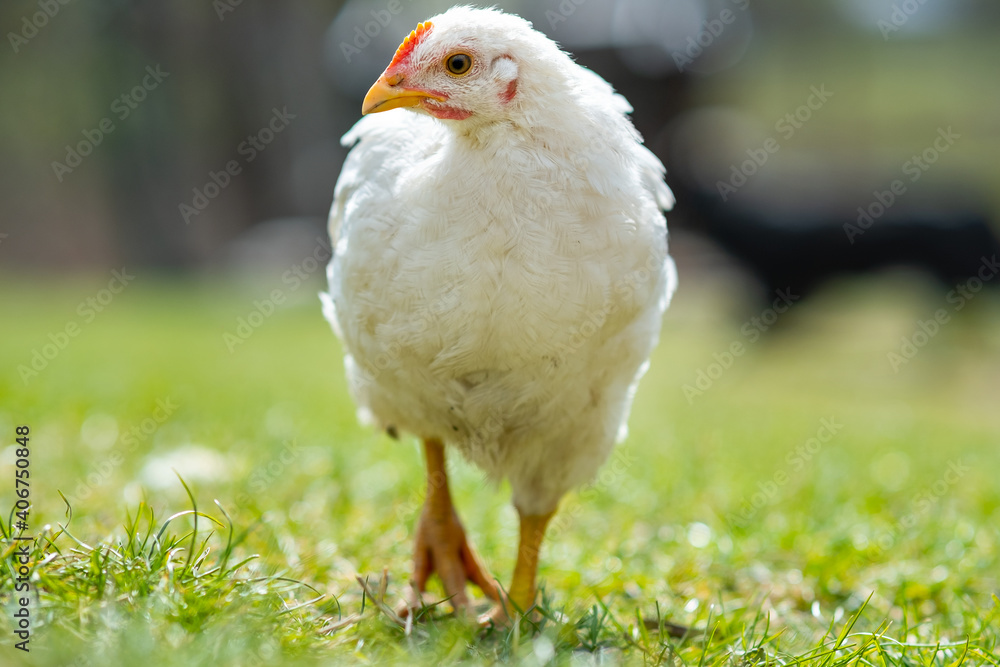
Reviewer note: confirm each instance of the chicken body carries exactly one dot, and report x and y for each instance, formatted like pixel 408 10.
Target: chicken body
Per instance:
pixel 499 278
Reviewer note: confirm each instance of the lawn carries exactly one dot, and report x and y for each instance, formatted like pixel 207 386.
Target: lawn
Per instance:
pixel 802 502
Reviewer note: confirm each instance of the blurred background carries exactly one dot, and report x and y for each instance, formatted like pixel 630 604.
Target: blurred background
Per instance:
pixel 166 175
pixel 119 119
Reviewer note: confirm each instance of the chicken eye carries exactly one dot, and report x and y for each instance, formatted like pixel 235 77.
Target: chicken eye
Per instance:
pixel 458 64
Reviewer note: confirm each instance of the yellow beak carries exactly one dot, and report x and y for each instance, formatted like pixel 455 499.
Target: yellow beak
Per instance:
pixel 386 93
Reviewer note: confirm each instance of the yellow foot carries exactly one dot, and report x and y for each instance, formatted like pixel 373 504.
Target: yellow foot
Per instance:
pixel 441 545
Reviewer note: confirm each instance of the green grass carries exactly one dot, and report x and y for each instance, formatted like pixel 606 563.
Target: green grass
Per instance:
pixel 863 549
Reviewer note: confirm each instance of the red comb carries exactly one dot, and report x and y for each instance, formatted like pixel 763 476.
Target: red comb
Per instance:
pixel 410 43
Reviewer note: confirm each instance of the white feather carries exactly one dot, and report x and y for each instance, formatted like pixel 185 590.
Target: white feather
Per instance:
pixel 499 283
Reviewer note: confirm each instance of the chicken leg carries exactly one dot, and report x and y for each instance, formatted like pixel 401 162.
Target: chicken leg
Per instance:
pixel 441 544
pixel 520 596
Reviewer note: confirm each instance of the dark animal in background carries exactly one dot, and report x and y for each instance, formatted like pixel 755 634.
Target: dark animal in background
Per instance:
pixel 802 250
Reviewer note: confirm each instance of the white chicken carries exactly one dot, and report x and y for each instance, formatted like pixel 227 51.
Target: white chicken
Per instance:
pixel 500 273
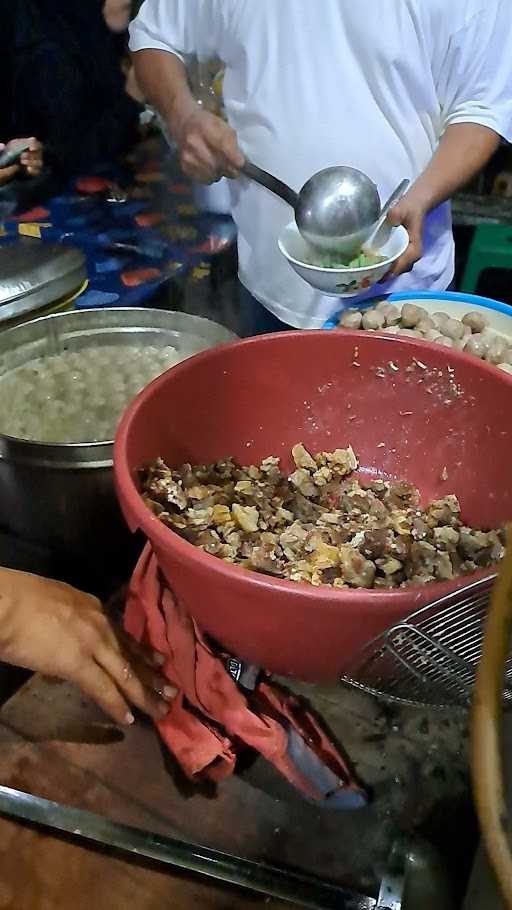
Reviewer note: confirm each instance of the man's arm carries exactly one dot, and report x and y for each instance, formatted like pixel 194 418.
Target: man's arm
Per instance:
pixel 208 147
pixel 463 151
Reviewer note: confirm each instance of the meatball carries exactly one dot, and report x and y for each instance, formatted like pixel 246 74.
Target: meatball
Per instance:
pixel 351 319
pixel 476 322
pixel 412 314
pixel 373 319
pixel 453 329
pixel 478 345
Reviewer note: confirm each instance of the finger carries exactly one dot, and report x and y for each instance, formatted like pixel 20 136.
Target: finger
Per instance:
pixel 396 215
pixel 407 261
pixel 97 684
pixel 139 685
pixel 7 173
pixel 198 161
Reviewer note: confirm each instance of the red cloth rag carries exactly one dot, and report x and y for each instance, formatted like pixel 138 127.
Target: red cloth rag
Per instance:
pixel 210 719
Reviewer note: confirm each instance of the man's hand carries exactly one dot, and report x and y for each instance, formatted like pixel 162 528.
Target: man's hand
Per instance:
pixel 31 161
pixel 117 14
pixel 56 630
pixel 410 212
pixel 208 146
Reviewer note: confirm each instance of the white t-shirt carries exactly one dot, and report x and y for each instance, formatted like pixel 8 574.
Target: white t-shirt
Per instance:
pixel 367 83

| TASK |
Every line above that includes the string "background" needs to be copied.

| ANSWER TO THIS EXERCISE |
Reviewer note: confirm each instance of the blurred background carries exactly one dot, and report x and y for each instance, formatted like pixel 630 604.
Target: blurred background
Reviewer note: confirm each instance of the dark animal in background carries exactly one dot, and report x and y for each instance, formatted like pixel 755 634.
Target: dark animal in background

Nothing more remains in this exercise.